#### [Requirement]
Return the lines below in which the string "flowers" occurs.

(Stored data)
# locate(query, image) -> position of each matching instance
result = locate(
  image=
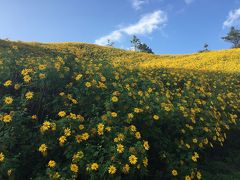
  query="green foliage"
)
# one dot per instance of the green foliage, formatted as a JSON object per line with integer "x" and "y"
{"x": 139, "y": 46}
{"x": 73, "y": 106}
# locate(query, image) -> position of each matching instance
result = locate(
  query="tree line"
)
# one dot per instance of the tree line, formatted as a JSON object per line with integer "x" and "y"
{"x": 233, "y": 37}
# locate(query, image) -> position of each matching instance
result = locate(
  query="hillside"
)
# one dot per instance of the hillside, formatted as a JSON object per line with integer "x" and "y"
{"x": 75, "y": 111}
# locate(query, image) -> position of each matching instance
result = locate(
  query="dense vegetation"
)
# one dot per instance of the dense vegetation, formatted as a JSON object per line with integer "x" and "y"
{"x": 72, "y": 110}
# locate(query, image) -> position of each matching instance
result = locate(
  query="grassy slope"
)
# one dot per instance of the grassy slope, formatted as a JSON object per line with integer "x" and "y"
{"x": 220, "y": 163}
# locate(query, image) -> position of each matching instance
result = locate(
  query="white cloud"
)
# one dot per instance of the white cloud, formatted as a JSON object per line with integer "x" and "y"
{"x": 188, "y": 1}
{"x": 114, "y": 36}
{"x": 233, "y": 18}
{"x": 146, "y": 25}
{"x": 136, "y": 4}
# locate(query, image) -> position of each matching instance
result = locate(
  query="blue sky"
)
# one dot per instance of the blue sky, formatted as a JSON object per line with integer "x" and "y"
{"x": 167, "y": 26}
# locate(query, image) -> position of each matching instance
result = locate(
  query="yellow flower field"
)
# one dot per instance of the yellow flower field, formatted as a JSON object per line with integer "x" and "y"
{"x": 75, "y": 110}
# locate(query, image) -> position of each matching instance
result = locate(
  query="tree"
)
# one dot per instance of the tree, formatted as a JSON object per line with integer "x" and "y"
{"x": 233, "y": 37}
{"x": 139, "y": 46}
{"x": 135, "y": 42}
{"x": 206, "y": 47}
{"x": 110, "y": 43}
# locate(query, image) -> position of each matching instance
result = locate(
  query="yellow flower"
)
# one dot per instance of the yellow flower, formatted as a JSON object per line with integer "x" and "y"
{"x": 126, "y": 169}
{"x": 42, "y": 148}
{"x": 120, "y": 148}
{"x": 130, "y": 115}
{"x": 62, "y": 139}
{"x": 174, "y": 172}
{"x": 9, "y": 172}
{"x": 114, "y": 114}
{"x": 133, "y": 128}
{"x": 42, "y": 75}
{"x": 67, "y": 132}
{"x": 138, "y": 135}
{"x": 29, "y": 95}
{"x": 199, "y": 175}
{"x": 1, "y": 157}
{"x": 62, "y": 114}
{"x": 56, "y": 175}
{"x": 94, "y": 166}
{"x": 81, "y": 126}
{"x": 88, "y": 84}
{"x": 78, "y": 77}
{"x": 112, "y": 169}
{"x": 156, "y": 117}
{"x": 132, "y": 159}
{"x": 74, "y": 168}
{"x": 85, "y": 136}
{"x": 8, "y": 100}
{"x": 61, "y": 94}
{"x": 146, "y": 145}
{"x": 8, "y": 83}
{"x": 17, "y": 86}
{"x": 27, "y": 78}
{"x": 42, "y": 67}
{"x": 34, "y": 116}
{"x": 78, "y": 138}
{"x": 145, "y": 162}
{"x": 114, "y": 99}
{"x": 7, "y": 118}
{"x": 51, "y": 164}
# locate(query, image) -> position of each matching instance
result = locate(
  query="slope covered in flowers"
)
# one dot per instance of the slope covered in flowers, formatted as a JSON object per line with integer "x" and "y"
...
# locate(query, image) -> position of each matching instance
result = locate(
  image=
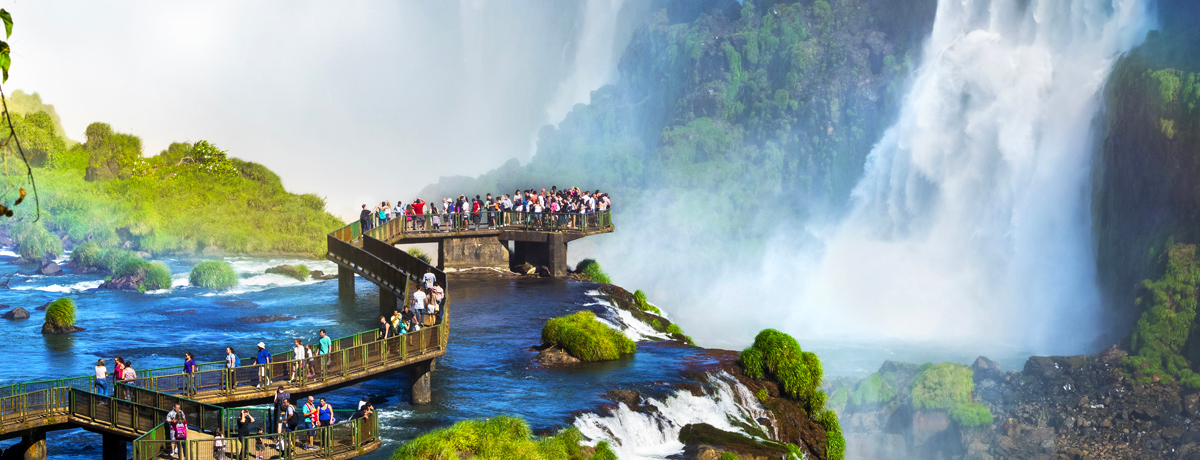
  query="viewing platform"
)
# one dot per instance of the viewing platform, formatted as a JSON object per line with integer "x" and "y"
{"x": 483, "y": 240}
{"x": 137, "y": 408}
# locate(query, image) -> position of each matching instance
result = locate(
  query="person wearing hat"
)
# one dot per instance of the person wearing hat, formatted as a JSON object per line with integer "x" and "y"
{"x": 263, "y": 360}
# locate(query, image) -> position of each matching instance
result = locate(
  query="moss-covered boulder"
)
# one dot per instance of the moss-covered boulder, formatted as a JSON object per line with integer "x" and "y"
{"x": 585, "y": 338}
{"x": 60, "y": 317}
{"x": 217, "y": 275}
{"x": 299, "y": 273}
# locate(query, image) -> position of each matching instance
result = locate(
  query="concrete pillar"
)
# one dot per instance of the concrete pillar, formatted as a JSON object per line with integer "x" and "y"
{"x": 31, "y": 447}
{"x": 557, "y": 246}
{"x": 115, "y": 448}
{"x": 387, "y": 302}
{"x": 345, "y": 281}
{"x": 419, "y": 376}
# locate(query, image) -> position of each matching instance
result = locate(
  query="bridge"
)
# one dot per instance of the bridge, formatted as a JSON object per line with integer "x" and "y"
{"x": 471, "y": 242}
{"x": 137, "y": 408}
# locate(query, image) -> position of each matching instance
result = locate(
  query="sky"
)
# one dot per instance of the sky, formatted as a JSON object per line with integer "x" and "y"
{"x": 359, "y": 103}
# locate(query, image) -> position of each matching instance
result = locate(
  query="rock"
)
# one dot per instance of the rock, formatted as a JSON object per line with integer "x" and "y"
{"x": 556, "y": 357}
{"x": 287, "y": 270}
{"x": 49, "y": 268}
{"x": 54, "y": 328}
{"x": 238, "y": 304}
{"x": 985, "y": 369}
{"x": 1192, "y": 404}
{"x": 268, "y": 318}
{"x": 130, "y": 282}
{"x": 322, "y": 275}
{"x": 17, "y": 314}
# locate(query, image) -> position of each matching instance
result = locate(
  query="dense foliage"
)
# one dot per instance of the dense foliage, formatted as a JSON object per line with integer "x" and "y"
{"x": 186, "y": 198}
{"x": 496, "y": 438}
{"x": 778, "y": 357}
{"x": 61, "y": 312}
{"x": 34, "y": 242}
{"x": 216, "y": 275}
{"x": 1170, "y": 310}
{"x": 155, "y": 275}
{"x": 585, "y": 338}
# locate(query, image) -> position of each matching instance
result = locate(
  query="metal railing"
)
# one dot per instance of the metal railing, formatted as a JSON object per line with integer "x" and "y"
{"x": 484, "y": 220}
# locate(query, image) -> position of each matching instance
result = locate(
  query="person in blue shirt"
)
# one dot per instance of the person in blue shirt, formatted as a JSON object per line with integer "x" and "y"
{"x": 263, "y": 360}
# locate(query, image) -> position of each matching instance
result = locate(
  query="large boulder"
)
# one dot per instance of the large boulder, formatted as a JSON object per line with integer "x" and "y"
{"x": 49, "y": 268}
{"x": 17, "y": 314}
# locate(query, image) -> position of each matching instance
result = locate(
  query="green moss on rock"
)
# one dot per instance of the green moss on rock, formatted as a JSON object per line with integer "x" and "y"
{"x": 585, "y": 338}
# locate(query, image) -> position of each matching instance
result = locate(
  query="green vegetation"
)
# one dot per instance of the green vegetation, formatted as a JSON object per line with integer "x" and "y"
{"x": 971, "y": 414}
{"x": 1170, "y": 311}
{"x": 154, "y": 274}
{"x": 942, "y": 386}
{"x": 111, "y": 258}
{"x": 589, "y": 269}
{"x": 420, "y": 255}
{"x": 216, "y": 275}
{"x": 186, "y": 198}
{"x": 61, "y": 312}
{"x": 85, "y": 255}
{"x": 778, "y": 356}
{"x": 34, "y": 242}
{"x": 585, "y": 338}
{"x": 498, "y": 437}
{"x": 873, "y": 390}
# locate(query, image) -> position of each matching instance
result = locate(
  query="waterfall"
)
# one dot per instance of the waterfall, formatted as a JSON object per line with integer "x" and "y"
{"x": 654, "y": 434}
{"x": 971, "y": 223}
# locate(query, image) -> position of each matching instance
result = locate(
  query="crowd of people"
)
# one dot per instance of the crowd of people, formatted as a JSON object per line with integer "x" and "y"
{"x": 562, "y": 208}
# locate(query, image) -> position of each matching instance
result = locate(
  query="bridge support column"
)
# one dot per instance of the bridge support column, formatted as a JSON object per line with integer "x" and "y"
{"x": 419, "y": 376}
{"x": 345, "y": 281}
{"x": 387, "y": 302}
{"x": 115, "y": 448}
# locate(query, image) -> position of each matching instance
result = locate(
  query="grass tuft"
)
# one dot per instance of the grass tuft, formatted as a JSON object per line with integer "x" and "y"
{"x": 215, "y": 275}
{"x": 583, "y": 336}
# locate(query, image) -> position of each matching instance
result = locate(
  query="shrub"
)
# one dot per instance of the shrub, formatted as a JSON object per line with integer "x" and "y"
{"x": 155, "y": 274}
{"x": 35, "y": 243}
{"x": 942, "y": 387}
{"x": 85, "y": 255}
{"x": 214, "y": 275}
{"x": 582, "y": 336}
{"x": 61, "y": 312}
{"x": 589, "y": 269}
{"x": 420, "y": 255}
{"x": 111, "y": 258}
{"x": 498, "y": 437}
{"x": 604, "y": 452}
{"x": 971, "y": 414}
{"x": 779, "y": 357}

#### [Result]
  query="slope covered in flowers"
# one dot per instance of the slope covered in flowers, formatted as a JSON object per line with integer "x" and "y"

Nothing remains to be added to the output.